Challenge – Edit everything from the line containing "TARGET: firefighter on roof" down to the end of the material, replacing "fire hose" with "water hose" and keeping all else the same. Return only those lines.

=== Data for this task ===

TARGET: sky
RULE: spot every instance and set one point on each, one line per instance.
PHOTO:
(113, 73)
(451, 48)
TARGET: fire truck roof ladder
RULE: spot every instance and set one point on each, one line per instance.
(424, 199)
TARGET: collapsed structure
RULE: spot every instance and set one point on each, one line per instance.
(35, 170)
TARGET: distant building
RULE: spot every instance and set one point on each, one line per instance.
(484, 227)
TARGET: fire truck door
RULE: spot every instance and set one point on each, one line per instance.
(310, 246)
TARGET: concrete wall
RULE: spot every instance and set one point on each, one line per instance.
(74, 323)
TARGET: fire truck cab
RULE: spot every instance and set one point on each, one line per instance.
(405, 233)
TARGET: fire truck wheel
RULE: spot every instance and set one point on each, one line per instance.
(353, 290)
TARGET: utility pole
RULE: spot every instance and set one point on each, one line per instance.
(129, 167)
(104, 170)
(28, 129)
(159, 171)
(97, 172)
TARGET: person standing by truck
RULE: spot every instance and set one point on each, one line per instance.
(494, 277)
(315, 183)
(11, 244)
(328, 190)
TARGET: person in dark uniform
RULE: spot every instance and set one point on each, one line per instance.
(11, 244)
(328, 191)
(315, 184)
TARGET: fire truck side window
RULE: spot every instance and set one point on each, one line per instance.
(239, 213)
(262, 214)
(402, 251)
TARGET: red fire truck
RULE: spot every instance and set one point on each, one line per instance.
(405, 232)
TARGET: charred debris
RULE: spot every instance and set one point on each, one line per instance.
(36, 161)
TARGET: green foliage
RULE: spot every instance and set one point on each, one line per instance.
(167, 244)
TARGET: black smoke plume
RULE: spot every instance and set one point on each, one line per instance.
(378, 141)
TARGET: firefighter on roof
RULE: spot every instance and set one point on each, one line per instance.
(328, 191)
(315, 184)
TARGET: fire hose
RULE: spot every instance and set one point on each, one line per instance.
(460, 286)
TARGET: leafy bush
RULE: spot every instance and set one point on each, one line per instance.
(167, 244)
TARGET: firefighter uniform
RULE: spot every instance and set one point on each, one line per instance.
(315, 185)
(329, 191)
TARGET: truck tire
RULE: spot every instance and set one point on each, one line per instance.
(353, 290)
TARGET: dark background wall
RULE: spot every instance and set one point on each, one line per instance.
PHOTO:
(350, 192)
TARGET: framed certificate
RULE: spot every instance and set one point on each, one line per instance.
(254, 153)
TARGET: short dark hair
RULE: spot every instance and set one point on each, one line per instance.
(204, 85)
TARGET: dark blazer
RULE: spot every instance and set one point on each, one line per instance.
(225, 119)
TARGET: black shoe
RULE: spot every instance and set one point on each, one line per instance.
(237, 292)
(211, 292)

===

Solution for this task –
TARGET: firefighter on roof
RULE: spot every instance and set one point on each, one line per instance.
(328, 191)
(315, 184)
TARGET: water hose
RULE: spot every instance and set one point on each, one line per instance.
(460, 286)
TARGET: leafy bush
RULE: spot every instance and set one point on each, one line per instance.
(167, 244)
TARGET: firefighter uniform
RULE: spot every instance and set one point on each, one line per instance.
(315, 185)
(329, 191)
TARGET: truck tire
RULE: spot every instance and set one point on each, one line per instance.
(353, 290)
TARGET: dark background wall
RULE: spot every instance and set one point on each, one line per instance.
PHOTO:
(350, 192)
TARGET: framed certificate
RULE: spot every instance and set one point on each, one line per instance.
(254, 153)
TARGET: short dark hair
RULE: spot every instance and set one point on each, one line per instance.
(204, 85)
TARGET: dark blazer
RULE: spot every instance and set one point on each, one line per instance.
(225, 119)
TARGET: black shoe
RULE: spot every instance and set one point on each, one line per instance.
(237, 292)
(211, 292)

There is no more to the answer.